**EXERCISE:** Could you write out, word for word, each line from the one containing "Indicate one point per instance of the station" to the last line of the data below, both included and nothing more?

**GIVEN INFORMATION:**

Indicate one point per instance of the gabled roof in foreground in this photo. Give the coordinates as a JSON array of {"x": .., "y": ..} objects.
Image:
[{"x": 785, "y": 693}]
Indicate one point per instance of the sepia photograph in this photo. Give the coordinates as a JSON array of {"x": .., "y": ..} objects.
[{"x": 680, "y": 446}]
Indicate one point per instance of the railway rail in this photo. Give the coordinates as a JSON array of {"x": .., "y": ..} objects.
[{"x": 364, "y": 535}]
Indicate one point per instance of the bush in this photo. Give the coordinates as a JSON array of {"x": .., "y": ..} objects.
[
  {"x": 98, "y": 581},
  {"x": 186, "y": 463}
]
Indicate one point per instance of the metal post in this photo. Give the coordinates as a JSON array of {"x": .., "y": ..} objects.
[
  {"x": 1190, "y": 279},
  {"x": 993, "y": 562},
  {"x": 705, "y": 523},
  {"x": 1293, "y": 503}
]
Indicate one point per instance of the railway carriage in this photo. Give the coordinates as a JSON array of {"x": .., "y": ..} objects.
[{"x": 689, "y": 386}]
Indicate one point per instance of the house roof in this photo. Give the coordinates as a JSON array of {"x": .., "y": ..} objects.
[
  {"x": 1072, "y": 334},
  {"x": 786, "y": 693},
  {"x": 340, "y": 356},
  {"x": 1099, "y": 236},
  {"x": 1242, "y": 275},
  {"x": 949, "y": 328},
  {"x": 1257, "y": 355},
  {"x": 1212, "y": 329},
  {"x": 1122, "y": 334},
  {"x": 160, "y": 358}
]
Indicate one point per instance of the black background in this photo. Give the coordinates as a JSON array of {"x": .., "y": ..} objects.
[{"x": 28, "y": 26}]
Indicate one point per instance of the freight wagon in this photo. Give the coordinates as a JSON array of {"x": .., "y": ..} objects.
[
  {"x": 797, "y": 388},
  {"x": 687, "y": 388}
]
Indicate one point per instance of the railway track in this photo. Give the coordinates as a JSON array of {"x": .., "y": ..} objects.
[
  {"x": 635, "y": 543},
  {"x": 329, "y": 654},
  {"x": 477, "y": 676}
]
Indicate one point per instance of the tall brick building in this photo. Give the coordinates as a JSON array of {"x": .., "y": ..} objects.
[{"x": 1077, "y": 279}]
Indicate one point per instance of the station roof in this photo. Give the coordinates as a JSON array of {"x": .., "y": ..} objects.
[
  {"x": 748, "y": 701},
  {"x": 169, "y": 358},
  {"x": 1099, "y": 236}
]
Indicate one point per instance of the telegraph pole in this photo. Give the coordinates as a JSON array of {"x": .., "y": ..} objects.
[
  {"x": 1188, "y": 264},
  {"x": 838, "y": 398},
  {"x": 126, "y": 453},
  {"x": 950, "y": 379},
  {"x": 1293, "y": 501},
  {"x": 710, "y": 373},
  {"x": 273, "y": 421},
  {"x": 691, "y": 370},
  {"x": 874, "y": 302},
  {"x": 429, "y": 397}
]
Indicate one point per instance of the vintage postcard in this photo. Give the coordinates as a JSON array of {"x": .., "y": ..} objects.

**REPLY:**
Indicate one point per instance of the station roof in this photo. Give the coordinates as a JSON array of {"x": .., "y": ..} objects.
[
  {"x": 748, "y": 701},
  {"x": 169, "y": 358},
  {"x": 1099, "y": 236}
]
Indicate one point per instance of the telegraph pole in this photo. Give the coordinates as a JSON array of {"x": .., "y": ..} objects.
[
  {"x": 1188, "y": 264},
  {"x": 838, "y": 398},
  {"x": 126, "y": 453},
  {"x": 950, "y": 379},
  {"x": 1293, "y": 501},
  {"x": 710, "y": 373},
  {"x": 273, "y": 421},
  {"x": 691, "y": 370},
  {"x": 874, "y": 302},
  {"x": 429, "y": 397}
]
Indicate one point per instance of the vintage postcard in this photo. Give the coordinates as a JSON array of {"x": .., "y": ..} objects.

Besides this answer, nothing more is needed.